Laïcs consacrés en institut séculier


Nadège Védie
Conférence nationale des instituts séculiers en France (CNISF)

 

La vie consacrée est fondamentalement enracinée en Jésus Christ qui nous a dévoilé sa relation « chaste, pauvre et obéissante » à son Père, en nous révélant le mystère trinitaire de Dieu – Père, Fils et Esprit – qui rejoint les hommes dans toutes les dimensions de leur vie quotidienne pour y « demeurer » (cf. Jean 14) avec eux.
Si la consécration « première » est réellement celle du baptême pour tous les chrétiens, la vie consacrée revêt des formes diverses et toujours en évolution, signe de la présence variée et particulière de l’Esprit de Jésus Christ à l’œuvre dans le monde.

La dernière forme de vie consacrée promulguée par l’Église est celle des instituts séculiers. Par la constitution apostolique Provida Mater (1947), Pie XII introduit de « nouvelles aspirations à la perfection dans le monde pour obéir à un appel de Dieu 1 » ; il crée ainsi une forme nouvelle de l’état de perfection.

#### [Matériel recueilli]

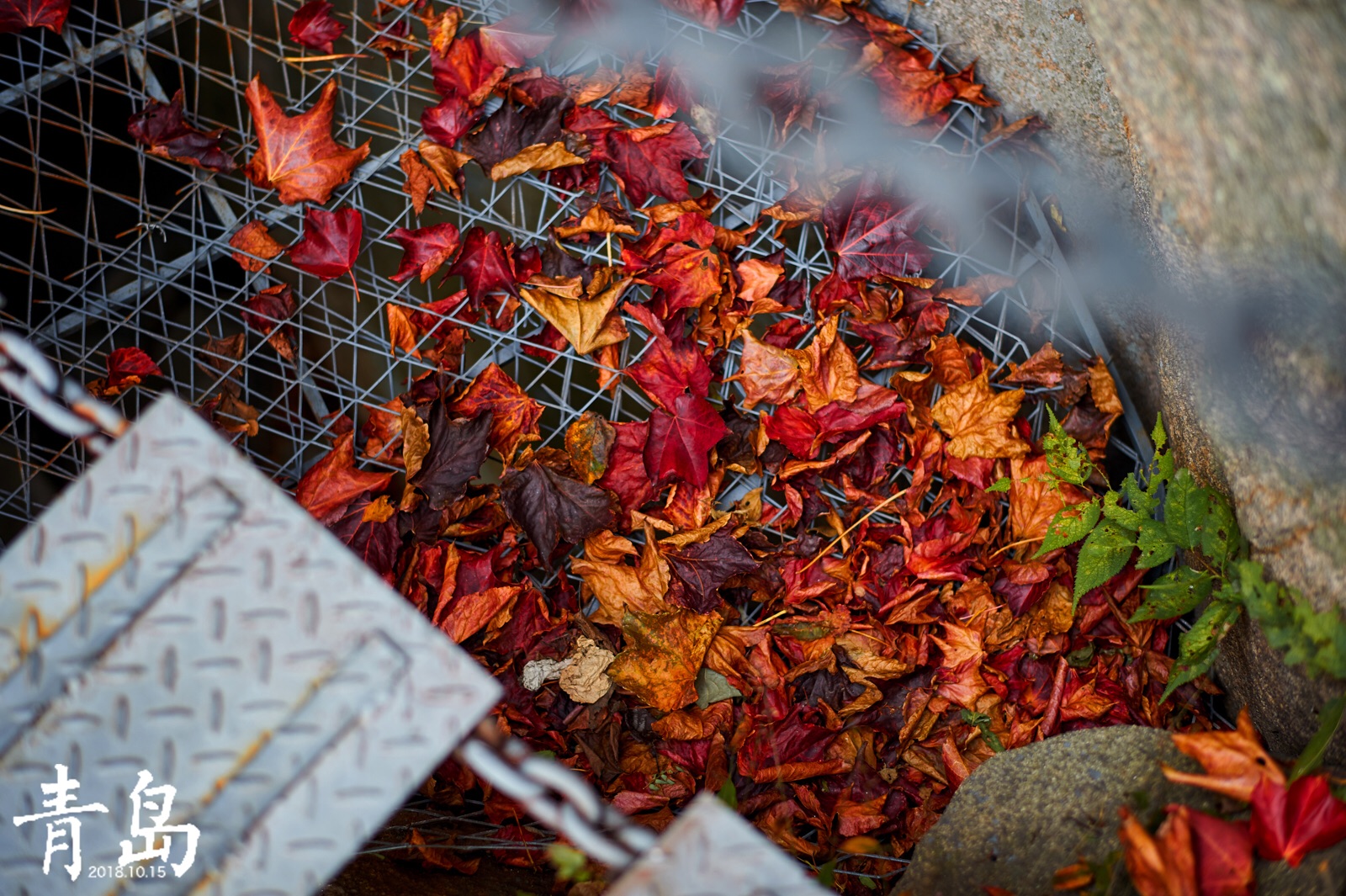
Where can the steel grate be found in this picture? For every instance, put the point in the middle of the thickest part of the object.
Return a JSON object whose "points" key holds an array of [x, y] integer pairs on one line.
{"points": [[135, 249]]}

#### [Énoncé]
D'après la page sur les instituts séculiers, quelle constitution apostolique Pie XII a-t-il publiée en 1947, s'il vous plaît ?

#### [Réponse complète]
La constitution apostolique Provida Mater.